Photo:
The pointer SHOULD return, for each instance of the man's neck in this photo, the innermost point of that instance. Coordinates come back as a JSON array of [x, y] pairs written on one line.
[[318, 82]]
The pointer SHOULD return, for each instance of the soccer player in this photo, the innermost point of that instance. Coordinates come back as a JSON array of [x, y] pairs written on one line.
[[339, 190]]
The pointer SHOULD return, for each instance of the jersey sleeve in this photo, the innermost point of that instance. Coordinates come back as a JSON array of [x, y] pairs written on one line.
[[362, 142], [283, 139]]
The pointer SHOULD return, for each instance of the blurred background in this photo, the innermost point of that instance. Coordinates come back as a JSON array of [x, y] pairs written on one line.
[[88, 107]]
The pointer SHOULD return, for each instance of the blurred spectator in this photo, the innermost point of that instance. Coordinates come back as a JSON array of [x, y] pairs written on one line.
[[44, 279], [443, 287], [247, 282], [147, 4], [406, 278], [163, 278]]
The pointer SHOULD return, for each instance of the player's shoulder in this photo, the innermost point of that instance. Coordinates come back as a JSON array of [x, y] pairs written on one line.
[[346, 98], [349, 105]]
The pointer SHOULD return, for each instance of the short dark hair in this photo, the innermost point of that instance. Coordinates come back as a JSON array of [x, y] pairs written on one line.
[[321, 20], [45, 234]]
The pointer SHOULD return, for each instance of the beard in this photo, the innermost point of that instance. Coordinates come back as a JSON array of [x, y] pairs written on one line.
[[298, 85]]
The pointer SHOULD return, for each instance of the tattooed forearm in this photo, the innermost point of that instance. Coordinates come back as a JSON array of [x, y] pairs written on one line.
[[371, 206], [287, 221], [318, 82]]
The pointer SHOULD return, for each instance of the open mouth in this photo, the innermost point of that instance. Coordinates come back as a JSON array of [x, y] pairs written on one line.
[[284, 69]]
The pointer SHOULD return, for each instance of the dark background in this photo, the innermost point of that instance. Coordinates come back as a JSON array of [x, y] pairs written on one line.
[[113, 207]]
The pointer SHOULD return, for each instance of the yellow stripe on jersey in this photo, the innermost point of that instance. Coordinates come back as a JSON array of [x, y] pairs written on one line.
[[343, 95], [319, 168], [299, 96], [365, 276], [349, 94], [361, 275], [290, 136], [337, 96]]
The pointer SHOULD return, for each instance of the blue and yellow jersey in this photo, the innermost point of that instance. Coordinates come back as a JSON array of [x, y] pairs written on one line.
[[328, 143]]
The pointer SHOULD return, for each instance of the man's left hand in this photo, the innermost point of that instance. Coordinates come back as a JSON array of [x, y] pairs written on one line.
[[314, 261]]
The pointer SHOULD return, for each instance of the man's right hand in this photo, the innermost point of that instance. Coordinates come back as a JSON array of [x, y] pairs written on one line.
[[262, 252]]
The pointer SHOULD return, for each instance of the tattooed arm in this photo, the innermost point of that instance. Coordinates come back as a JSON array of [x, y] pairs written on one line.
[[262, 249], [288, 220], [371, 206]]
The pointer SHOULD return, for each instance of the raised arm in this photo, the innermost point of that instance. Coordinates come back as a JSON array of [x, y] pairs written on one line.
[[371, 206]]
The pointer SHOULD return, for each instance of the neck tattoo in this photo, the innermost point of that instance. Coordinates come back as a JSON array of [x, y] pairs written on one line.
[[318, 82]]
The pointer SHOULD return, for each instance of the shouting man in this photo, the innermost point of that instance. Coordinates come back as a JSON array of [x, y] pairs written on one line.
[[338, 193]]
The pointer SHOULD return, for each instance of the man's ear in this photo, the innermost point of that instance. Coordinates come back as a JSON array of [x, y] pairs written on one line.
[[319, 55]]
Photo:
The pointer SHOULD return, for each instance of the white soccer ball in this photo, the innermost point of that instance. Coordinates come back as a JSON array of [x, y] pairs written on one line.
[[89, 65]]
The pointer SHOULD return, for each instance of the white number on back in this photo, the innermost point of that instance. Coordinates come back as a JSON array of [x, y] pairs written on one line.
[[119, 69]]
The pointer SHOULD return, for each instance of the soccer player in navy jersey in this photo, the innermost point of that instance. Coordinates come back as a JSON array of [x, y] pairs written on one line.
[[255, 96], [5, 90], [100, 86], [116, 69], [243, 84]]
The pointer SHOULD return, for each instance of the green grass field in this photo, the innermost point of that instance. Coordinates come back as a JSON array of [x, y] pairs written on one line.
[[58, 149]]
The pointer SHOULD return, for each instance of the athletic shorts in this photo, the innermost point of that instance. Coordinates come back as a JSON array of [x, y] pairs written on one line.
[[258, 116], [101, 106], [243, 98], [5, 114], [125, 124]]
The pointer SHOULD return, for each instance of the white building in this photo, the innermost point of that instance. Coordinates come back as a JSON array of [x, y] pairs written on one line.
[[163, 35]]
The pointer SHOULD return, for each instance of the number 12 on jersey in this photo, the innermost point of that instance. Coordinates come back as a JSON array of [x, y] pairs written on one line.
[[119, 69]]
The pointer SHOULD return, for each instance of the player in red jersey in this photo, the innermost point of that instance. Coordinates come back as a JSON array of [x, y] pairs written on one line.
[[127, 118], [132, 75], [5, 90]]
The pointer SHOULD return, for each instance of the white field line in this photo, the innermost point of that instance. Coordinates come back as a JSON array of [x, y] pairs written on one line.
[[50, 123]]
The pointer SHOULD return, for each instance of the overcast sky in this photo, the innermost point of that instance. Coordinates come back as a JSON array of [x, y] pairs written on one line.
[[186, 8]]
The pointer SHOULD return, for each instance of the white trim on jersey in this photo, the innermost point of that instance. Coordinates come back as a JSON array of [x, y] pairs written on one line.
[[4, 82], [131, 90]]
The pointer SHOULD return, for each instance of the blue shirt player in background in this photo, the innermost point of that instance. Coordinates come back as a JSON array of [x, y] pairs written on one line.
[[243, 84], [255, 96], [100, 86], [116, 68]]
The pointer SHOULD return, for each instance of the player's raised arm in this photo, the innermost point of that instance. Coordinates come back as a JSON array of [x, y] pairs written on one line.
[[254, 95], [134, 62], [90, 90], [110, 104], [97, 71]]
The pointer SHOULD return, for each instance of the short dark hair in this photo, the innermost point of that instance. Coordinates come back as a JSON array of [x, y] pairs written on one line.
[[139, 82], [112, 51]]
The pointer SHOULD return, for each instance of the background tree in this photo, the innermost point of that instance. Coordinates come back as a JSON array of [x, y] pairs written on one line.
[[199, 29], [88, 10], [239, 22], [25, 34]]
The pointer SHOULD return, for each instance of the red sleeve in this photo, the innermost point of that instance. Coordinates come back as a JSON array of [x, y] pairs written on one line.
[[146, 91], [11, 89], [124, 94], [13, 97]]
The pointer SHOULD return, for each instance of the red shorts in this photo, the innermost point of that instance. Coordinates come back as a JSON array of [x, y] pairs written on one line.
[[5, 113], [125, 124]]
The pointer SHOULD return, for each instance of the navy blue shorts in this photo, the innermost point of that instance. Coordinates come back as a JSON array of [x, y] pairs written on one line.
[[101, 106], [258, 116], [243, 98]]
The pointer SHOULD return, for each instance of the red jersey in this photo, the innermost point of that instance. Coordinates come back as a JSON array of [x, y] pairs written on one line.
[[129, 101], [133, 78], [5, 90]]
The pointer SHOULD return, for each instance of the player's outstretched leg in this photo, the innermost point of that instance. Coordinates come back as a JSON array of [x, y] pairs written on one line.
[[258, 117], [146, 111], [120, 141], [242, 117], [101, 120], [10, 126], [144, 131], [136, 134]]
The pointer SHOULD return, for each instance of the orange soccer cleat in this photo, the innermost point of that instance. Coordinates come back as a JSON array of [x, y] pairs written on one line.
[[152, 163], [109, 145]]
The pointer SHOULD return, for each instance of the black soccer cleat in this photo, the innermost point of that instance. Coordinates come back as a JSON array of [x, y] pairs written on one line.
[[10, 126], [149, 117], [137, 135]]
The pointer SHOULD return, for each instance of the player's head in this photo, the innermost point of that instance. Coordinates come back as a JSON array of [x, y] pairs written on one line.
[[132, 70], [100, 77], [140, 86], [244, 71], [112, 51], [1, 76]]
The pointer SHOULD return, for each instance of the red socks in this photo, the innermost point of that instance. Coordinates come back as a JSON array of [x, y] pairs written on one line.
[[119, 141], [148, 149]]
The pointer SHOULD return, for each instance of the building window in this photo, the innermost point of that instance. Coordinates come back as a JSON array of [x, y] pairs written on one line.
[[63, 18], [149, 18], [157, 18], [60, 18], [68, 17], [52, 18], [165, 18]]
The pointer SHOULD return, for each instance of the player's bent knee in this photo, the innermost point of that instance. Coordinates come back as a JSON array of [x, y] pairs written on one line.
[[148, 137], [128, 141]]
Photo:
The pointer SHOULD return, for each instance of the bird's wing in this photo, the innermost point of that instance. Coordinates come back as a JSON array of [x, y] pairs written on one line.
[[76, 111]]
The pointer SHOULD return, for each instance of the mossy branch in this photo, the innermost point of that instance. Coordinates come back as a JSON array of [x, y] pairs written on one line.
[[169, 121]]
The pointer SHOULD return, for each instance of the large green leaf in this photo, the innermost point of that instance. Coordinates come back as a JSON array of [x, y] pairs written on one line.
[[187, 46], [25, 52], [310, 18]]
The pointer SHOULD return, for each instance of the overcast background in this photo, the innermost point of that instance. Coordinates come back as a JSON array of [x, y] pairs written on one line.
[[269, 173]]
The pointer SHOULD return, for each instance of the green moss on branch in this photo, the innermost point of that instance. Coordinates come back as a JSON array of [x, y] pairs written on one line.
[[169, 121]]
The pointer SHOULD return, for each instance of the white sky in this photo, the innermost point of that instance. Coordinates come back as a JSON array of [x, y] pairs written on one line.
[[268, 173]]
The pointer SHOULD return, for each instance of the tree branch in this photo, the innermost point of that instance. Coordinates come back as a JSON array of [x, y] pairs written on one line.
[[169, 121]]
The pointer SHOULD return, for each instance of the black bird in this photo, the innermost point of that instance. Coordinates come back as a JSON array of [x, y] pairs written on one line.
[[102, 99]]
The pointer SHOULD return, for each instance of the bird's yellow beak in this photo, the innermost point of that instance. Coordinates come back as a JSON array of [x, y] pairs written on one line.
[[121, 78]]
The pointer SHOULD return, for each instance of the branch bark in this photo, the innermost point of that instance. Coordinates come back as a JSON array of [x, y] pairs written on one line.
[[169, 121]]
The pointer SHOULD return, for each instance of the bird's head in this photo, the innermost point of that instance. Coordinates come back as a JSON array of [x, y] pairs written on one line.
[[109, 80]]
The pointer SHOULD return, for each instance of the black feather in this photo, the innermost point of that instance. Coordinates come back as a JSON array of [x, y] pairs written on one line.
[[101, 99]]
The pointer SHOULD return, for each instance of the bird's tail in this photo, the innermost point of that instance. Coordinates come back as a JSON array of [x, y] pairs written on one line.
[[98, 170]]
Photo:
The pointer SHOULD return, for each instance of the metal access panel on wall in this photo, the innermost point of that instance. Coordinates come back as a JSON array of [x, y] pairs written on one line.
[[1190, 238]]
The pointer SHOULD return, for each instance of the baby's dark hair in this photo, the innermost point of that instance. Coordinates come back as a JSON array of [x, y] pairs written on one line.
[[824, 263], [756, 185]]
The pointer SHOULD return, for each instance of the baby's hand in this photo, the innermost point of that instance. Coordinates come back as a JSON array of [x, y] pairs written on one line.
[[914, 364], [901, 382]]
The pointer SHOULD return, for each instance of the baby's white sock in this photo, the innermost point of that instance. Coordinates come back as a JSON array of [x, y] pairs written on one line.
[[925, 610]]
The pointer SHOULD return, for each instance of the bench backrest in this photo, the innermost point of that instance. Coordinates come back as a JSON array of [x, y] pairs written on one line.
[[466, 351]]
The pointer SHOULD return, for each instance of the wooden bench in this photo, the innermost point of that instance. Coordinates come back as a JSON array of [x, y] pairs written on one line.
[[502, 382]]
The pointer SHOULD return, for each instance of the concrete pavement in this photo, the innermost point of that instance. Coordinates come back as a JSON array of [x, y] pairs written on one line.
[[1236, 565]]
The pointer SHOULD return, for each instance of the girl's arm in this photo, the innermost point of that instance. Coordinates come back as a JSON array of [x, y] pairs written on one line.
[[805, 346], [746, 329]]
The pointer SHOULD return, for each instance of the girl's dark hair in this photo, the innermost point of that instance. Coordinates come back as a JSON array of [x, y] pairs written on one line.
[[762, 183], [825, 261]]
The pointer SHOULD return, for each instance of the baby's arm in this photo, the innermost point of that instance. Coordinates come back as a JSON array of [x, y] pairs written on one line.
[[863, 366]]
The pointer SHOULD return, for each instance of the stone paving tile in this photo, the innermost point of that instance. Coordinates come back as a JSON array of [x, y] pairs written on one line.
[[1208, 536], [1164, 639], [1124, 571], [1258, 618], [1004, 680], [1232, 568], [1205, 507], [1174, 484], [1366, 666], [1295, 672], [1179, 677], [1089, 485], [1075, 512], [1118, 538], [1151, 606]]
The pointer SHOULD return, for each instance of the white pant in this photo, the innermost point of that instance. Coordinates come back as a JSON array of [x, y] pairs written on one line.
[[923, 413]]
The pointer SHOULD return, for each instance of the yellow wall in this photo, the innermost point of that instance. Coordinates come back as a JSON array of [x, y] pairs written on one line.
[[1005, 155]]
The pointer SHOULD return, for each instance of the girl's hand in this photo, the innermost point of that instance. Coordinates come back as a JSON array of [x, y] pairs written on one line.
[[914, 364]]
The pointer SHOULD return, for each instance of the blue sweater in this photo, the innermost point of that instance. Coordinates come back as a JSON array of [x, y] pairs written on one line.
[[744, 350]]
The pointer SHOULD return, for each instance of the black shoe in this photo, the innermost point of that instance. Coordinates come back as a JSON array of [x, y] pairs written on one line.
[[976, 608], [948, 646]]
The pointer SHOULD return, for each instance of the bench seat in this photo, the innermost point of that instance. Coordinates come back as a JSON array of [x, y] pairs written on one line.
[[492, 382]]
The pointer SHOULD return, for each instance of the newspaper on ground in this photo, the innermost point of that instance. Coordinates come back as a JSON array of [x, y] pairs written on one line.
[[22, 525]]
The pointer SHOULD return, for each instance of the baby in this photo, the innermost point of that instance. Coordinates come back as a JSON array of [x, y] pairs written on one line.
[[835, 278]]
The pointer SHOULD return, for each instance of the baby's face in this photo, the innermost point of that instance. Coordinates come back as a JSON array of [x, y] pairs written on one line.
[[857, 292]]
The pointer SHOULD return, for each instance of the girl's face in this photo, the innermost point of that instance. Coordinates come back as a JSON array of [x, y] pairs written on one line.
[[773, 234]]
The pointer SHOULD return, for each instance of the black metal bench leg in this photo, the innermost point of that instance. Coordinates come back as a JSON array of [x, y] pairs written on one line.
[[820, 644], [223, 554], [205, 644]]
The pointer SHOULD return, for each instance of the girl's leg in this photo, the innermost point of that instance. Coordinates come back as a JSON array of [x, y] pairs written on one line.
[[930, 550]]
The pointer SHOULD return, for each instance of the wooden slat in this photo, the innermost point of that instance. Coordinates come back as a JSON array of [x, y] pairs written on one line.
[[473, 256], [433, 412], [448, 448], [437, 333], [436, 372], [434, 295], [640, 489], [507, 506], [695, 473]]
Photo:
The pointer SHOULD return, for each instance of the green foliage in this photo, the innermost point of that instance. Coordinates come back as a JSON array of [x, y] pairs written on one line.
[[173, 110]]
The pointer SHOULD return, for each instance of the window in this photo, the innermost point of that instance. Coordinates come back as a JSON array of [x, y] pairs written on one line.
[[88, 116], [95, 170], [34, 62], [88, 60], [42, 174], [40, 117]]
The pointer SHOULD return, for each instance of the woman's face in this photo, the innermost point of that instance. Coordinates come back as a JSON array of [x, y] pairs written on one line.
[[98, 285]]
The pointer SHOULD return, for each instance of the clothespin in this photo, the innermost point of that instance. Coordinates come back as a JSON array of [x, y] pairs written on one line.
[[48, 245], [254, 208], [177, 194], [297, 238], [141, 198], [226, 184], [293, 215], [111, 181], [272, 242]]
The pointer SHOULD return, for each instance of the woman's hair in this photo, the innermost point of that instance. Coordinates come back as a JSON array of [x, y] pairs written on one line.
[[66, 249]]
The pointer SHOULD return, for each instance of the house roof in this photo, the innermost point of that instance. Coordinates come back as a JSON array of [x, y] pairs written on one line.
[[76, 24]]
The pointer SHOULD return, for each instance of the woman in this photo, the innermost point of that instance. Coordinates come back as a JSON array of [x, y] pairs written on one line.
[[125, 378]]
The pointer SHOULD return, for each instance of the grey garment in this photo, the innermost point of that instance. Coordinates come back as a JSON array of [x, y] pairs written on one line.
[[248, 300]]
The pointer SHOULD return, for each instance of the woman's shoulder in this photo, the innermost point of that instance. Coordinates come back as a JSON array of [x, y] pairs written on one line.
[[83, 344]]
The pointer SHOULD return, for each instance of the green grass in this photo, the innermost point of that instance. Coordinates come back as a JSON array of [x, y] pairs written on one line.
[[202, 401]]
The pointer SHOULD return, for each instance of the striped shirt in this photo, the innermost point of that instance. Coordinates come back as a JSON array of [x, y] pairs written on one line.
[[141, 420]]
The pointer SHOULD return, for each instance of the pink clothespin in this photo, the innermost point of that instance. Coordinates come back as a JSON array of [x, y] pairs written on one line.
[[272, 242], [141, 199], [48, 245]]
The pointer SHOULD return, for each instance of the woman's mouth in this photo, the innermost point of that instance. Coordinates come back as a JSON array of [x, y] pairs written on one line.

PROBLEM TO WORK ON: Lay out the data as a Markdown table with the columns No. and Text, starting at the line that contains "the player's head" and ending at the line that contains "[[187, 46], [25, 52], [310, 18]]". Give each line its own numbered row and leave out any blank lines.

TASK OUTPUT:
| No. | Text |
|---|---|
| 1 | The pointer SHOULD return, for each instance of the player's head in this photo, the innermost point of that instance. Coordinates come back as a JSON array of [x, y] pairs written on one line. |
| 2 | [[132, 70], [100, 77], [140, 86], [244, 71], [112, 51], [1, 76]] |
| 3 | The pointer SHOULD return, for each instance of the red socks in this photo, the innermost point of that instance. Coordinates come back as a JSON array of [x, y] pairs written on one line. |
| 4 | [[119, 141], [148, 149]] |
| 5 | The pointer SHOULD return, for each instance of the building window in this photo, the innermost point of that instance. Coordinates come back as a JSON array of [x, y] pairs written on one line. |
| 6 | [[63, 18], [149, 18], [157, 18], [60, 18], [68, 17], [52, 18], [165, 18]] |
| 7 | The pointer SHOULD return, for each instance of the player's bent knee in this photo, the innermost point of that instance. Coordinates come back as a JSON array of [x, y] pairs written on one line. |
| 8 | [[148, 137], [128, 141]] |
| 9 | Photo: |
| 10 | The pointer SHOULD return, for each instance of the bird's wing in this photo, the innermost point of that instance. Coordinates come back as a JSON array of [x, y] pairs written on one line. |
| 11 | [[76, 111]] |
| 12 | The pointer SHOULD return, for each instance of the mossy branch in this photo, the innermost point of that instance. Coordinates come back as a JSON array of [x, y] pairs written on one line. |
| 13 | [[169, 121]] |
| 14 | The pointer SHOULD return, for each instance of the large green leaf in this photo, the innermost point of that instance. Coordinates come back as a JSON array of [x, y] pairs written on one line. |
| 15 | [[187, 46], [25, 52], [310, 18]] |